## start SOURCE MATERIAL
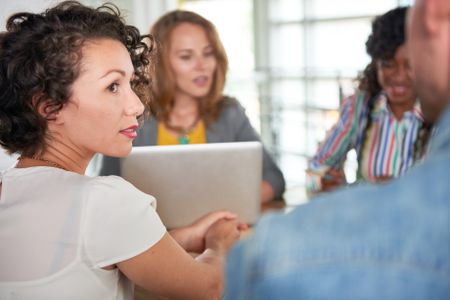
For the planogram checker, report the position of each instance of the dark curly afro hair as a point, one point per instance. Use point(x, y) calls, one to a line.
point(388, 34)
point(40, 58)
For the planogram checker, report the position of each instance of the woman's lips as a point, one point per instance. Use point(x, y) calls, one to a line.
point(130, 132)
point(201, 81)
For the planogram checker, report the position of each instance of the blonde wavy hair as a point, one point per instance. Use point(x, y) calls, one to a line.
point(163, 88)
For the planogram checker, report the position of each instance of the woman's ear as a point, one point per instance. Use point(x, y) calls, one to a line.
point(46, 110)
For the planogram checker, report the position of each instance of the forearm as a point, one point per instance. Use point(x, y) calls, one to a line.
point(182, 237)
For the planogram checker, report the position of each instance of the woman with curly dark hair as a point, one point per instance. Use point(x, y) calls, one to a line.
point(73, 82)
point(381, 121)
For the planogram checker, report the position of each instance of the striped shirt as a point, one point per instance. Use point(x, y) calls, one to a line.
point(386, 148)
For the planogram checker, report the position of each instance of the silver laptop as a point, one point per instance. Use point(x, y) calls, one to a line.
point(190, 180)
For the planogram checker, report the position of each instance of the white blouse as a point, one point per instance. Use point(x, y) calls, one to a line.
point(58, 229)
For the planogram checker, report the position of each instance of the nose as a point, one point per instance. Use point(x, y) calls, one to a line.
point(402, 71)
point(200, 63)
point(134, 105)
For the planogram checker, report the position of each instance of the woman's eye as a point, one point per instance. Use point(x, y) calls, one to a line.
point(113, 88)
point(387, 64)
point(185, 57)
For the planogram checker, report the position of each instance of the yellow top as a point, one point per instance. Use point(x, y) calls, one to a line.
point(197, 136)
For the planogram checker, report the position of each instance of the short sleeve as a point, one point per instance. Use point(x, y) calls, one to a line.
point(120, 223)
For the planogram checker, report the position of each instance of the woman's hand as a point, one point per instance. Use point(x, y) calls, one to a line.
point(192, 237)
point(222, 235)
point(333, 179)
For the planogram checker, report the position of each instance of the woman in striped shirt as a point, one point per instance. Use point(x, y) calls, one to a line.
point(382, 121)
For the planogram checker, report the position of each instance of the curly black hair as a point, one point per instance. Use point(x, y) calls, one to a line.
point(40, 57)
point(388, 34)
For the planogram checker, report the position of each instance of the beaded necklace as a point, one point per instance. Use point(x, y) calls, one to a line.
point(183, 133)
point(51, 163)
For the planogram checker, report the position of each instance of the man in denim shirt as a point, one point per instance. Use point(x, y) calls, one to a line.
point(368, 242)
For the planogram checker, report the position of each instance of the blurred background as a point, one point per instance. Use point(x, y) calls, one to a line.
point(291, 63)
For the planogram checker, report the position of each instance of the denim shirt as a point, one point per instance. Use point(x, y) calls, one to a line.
point(368, 242)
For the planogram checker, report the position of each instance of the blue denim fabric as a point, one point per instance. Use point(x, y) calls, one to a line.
point(367, 242)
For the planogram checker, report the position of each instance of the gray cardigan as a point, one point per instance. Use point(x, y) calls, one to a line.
point(231, 126)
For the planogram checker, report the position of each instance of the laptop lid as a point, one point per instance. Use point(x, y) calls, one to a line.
point(189, 181)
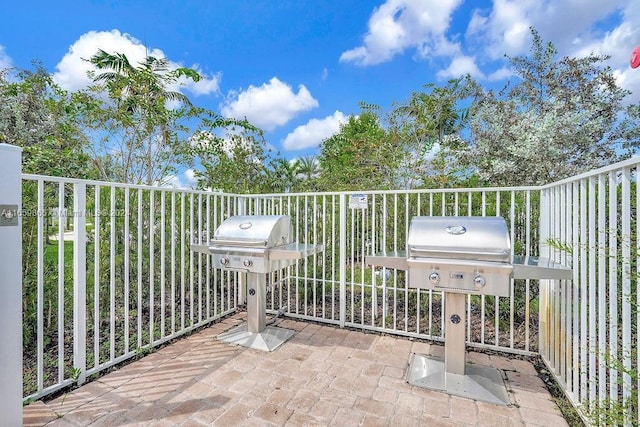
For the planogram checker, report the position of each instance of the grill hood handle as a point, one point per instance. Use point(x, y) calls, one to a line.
point(238, 242)
point(458, 252)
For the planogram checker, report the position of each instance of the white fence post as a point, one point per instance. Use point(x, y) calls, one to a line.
point(343, 259)
point(80, 280)
point(11, 285)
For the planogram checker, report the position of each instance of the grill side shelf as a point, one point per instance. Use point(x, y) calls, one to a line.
point(294, 251)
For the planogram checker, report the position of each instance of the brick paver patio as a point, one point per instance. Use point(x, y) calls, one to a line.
point(322, 376)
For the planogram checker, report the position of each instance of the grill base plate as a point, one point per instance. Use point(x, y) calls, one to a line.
point(481, 383)
point(269, 339)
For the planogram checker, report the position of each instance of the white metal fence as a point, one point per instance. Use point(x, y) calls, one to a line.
point(108, 273)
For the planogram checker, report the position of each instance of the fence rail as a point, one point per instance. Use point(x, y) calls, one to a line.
point(108, 273)
point(590, 324)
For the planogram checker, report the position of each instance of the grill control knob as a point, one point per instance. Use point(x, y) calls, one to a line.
point(434, 278)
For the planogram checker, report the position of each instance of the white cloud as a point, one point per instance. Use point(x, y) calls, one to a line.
point(71, 71)
point(403, 24)
point(271, 105)
point(186, 179)
point(5, 60)
point(313, 132)
point(461, 66)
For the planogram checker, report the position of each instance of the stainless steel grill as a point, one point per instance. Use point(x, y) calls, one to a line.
point(455, 254)
point(255, 245)
point(458, 256)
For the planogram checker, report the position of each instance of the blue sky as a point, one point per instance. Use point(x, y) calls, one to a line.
point(297, 68)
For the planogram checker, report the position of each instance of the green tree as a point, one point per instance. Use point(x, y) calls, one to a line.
point(37, 115)
point(427, 127)
point(141, 128)
point(563, 117)
point(359, 156)
point(235, 163)
point(283, 175)
point(308, 171)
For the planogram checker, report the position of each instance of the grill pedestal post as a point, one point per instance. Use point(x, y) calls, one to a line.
point(454, 333)
point(256, 302)
point(451, 374)
point(255, 333)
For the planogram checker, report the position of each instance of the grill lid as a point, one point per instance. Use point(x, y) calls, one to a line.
point(254, 231)
point(468, 238)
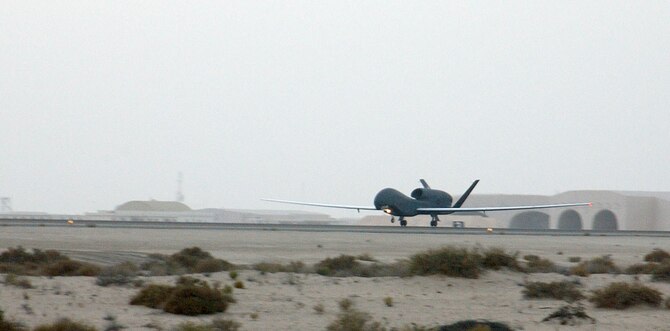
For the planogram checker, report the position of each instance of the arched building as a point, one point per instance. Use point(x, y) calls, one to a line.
point(611, 210)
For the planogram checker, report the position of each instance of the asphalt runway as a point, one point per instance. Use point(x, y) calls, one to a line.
point(309, 227)
point(107, 242)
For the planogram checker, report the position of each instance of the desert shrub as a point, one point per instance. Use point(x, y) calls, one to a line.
point(569, 315)
point(21, 262)
point(188, 260)
point(120, 274)
point(71, 268)
point(190, 281)
point(14, 280)
point(190, 296)
point(345, 304)
point(215, 325)
point(19, 255)
point(536, 264)
point(366, 257)
point(641, 268)
point(350, 319)
point(211, 265)
point(621, 295)
point(112, 324)
point(152, 296)
point(563, 290)
point(475, 325)
point(661, 272)
point(450, 261)
point(195, 300)
point(319, 308)
point(269, 267)
point(657, 255)
point(496, 258)
point(336, 265)
point(598, 265)
point(10, 325)
point(219, 324)
point(65, 324)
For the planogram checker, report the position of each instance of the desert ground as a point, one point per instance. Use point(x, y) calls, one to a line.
point(286, 301)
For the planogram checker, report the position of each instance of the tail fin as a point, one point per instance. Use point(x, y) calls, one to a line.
point(465, 195)
point(425, 185)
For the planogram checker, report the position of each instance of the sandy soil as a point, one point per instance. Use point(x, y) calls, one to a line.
point(285, 301)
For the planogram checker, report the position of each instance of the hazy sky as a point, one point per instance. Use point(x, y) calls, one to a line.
point(102, 102)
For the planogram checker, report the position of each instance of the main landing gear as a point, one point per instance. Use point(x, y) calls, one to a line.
point(401, 219)
point(434, 220)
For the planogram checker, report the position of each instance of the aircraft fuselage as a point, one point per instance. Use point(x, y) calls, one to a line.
point(395, 203)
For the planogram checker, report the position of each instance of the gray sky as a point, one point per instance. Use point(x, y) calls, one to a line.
point(329, 101)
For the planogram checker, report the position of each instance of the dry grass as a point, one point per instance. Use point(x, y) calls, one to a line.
point(190, 296)
point(641, 268)
point(536, 264)
point(65, 325)
point(120, 274)
point(496, 258)
point(10, 325)
point(449, 261)
point(661, 272)
point(621, 295)
point(43, 263)
point(188, 260)
point(563, 290)
point(657, 255)
point(14, 280)
point(598, 265)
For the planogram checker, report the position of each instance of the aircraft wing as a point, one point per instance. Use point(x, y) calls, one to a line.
point(322, 204)
point(485, 209)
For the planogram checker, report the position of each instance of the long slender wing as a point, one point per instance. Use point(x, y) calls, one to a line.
point(322, 204)
point(456, 210)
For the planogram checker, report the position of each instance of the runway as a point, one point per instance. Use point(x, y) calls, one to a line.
point(310, 227)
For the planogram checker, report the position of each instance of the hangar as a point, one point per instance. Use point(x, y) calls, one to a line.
point(611, 210)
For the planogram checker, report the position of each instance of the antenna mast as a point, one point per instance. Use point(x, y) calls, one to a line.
point(5, 204)
point(180, 194)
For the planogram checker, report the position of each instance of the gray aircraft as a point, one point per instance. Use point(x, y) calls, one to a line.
point(425, 201)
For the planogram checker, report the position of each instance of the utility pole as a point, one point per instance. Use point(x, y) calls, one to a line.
point(5, 204)
point(180, 194)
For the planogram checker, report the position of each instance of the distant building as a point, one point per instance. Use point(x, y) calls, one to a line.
point(173, 211)
point(611, 210)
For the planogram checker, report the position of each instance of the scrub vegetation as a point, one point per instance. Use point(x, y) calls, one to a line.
point(190, 296)
point(622, 295)
point(598, 265)
point(563, 290)
point(187, 261)
point(19, 261)
point(462, 262)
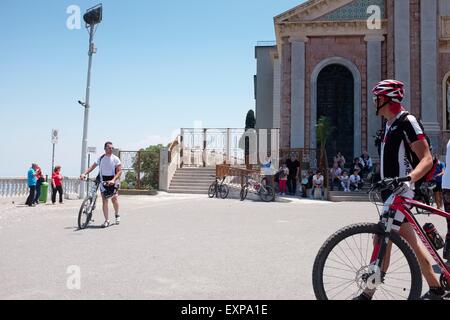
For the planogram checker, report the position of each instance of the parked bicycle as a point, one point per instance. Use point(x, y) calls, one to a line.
point(89, 204)
point(218, 189)
point(373, 258)
point(265, 191)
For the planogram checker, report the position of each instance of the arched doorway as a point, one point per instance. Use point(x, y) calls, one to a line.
point(335, 100)
point(357, 103)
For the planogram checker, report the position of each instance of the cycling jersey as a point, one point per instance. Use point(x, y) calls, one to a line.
point(397, 158)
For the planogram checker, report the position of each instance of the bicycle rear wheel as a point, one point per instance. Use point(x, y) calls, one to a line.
point(343, 271)
point(85, 214)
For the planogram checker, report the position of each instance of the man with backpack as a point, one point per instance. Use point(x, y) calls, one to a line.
point(405, 152)
point(110, 169)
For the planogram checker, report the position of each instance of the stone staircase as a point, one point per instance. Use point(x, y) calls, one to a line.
point(192, 180)
point(357, 196)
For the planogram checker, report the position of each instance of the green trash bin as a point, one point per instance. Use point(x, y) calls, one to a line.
point(44, 192)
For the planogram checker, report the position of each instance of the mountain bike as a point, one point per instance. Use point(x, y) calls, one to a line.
point(218, 188)
point(89, 204)
point(374, 258)
point(265, 191)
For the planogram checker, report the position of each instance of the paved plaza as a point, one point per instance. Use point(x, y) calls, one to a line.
point(170, 247)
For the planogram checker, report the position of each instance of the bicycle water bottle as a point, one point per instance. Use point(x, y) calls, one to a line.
point(434, 236)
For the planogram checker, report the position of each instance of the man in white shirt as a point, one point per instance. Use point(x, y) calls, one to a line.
point(110, 169)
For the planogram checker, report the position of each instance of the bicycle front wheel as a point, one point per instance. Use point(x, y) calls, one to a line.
point(268, 194)
point(224, 190)
point(85, 214)
point(343, 269)
point(244, 193)
point(212, 191)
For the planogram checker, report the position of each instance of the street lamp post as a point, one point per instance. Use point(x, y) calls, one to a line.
point(92, 18)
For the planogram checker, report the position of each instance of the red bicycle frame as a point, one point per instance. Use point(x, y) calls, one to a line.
point(404, 205)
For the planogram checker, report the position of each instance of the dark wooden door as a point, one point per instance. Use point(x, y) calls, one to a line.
point(335, 99)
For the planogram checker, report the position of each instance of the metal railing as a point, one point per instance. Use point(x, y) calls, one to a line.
point(202, 147)
point(18, 187)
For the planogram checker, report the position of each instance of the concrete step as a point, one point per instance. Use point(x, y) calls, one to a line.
point(349, 199)
point(193, 175)
point(190, 184)
point(198, 169)
point(347, 194)
point(188, 191)
point(195, 179)
point(193, 187)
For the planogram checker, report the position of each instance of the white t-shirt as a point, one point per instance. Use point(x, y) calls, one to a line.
point(108, 165)
point(446, 177)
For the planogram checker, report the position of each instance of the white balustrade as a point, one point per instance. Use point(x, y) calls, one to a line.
point(18, 187)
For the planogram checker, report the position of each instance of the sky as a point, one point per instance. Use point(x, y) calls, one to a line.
point(160, 65)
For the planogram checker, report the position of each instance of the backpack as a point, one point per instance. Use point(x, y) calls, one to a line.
point(411, 155)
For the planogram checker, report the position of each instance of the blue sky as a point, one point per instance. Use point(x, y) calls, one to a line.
point(161, 65)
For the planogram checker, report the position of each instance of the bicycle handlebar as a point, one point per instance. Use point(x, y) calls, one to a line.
point(389, 183)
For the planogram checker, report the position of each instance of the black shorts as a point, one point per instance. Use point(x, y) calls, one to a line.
point(446, 198)
point(385, 196)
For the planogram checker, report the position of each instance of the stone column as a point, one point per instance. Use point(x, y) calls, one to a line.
point(373, 77)
point(402, 31)
point(276, 93)
point(298, 93)
point(429, 58)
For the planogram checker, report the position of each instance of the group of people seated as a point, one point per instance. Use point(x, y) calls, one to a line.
point(312, 184)
point(350, 180)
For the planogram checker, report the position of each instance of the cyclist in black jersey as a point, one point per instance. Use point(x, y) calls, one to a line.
point(404, 152)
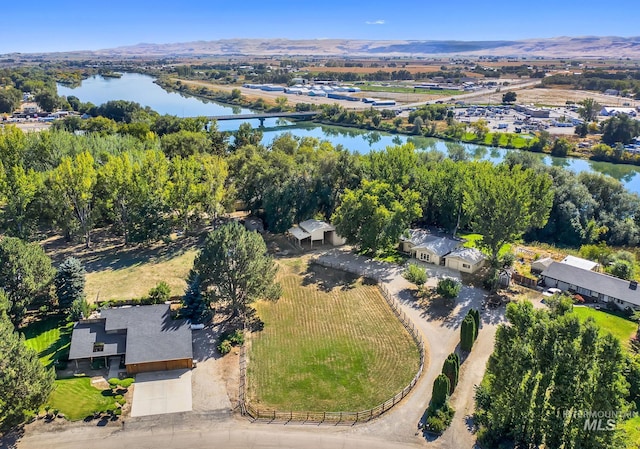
## end SOURCE MATERIAL
▶ _BRIEF_: Can you write out the rows again from the line with "of the sandy" to the line with "point(310, 227)", keeping every line and not only the answers, but shifting each coordinate in the answers by 108?

▶ _FULL OUTPUT_:
For the planogram checker, report the position of each instance of the sandy soil as a point, one point per instance. Use point(x, y) calls, one to a line.
point(393, 409)
For the planogram checker, report the position of each instance of the hazy sky as a point, one point per instance. Use point(x, y) calls, one to a line.
point(210, 210)
For the planogram checker, report the position of each instance of the main landing gear as a point, one point per instance. Use point(x, y) calls, one to a line.
point(509, 327)
point(542, 328)
For the planogram checker, report the position of each instance of the aircraft fuselage as a point, one point per instance. Use point(x, y) calls, one to a line.
point(503, 311)
For the planogram checker, report the position of each instance of the gray sky as a point, one point per instance. Use point(x, y) calls, one to a line.
point(437, 209)
For the planogram checker, report the position of each instance of the dry grass as a point, one point per instance. Use point(x, y) calls, one to a line.
point(298, 404)
point(749, 376)
point(644, 372)
point(173, 433)
point(228, 382)
point(604, 366)
point(118, 433)
point(557, 369)
point(769, 380)
point(729, 403)
point(151, 371)
point(296, 368)
point(671, 398)
point(765, 363)
point(122, 388)
point(706, 373)
For the planogram checker, report the position of each instance of the aircraft wing as a point, one point per instance. Use point(x, y) calls, one to a line.
point(430, 312)
point(593, 317)
For the planogram checker, report the position of each instance of the long slender wing as a point, one point per instance. Use point(x, y) calls, one to a line.
point(430, 312)
point(564, 318)
For the planogram checker, report the position of each instance of the runway as a point, one point per instance. Use point(x, y) calls, one to a line.
point(418, 335)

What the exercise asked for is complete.